- **Assigned task**
Copy out, from the data, each line containing the string "below".

- **Extracted entries**
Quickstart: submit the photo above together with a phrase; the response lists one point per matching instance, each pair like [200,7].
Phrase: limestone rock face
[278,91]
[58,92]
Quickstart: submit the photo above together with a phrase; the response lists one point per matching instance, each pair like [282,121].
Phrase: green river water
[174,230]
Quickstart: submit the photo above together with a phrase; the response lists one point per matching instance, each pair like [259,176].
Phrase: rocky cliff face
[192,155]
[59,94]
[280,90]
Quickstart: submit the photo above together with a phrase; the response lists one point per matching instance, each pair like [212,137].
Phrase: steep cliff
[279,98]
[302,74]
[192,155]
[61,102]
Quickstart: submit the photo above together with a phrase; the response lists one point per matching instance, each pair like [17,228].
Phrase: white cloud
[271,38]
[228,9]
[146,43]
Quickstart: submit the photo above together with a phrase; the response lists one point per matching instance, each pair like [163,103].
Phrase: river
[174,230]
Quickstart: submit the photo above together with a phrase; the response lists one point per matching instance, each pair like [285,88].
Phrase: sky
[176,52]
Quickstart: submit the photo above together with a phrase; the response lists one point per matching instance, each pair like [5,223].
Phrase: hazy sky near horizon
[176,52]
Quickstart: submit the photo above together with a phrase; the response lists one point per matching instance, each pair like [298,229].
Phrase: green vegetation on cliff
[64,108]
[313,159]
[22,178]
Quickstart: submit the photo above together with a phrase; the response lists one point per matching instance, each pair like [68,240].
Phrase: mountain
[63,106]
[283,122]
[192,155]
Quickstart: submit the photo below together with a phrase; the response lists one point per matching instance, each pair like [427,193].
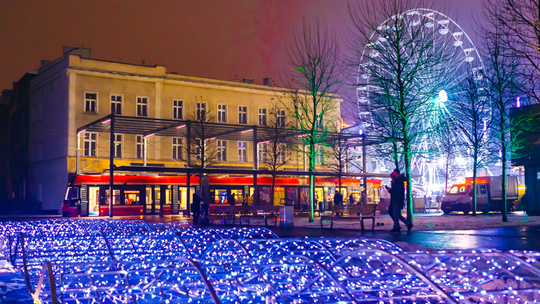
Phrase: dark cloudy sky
[208,38]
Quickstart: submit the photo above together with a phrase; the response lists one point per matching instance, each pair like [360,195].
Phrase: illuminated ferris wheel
[443,35]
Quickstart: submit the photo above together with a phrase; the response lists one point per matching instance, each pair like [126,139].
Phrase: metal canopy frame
[178,128]
[146,126]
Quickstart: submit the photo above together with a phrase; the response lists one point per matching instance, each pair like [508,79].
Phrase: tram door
[149,202]
[93,201]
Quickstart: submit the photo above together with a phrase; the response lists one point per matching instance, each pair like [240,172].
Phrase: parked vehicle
[489,195]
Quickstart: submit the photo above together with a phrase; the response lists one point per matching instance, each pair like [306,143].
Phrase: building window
[319,155]
[116,104]
[178,111]
[262,116]
[198,144]
[242,115]
[222,113]
[140,146]
[90,144]
[90,102]
[118,145]
[222,150]
[282,150]
[242,151]
[262,152]
[142,106]
[201,111]
[281,118]
[177,148]
[319,122]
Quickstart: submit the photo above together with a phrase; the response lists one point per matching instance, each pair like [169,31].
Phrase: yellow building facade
[75,90]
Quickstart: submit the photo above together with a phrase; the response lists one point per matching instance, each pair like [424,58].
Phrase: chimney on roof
[83,52]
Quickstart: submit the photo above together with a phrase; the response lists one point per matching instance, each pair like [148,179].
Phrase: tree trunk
[311,181]
[395,156]
[475,192]
[409,185]
[272,191]
[446,173]
[504,202]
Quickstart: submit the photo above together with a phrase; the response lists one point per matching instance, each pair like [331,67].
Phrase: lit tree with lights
[473,118]
[395,56]
[340,144]
[314,82]
[449,148]
[501,75]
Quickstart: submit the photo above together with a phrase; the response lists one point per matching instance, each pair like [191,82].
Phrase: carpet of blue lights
[107,261]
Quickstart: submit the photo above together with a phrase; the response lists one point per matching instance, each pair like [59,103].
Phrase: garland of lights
[107,261]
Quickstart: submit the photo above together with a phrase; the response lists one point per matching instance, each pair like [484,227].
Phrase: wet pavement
[505,238]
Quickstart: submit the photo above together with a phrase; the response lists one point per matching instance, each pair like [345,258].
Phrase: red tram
[88,195]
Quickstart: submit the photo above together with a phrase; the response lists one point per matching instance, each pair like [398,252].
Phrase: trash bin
[286,217]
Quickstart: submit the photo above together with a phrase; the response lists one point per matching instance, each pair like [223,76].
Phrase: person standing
[196,207]
[338,198]
[397,201]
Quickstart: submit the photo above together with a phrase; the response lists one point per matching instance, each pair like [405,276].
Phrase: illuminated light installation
[105,261]
[462,59]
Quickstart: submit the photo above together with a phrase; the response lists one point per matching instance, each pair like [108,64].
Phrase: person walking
[397,201]
[196,207]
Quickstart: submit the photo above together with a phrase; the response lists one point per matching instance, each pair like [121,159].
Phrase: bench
[419,205]
[225,213]
[351,212]
[264,212]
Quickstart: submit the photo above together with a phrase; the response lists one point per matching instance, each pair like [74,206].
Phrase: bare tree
[501,75]
[275,152]
[473,118]
[401,74]
[518,23]
[314,80]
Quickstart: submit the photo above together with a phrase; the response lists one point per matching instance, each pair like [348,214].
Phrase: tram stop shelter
[148,127]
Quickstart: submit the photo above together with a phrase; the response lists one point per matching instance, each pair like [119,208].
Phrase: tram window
[116,196]
[238,195]
[220,196]
[483,190]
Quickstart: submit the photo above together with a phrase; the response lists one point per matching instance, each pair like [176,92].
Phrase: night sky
[207,38]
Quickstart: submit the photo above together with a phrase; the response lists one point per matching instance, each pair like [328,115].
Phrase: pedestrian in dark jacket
[397,201]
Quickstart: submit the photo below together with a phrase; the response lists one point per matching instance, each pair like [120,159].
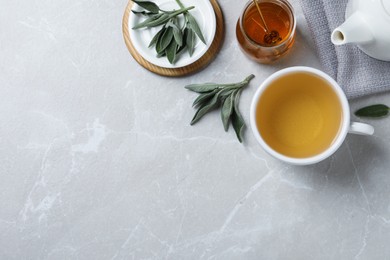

- **Answer box**
Quickstart: submit the photo below together with a phrase; the response lists one point per matching instance, each pair like [427,193].
Quickstart: submit the photo below together with a phrase; the response lists one point per matching instance, each pair like [120,159].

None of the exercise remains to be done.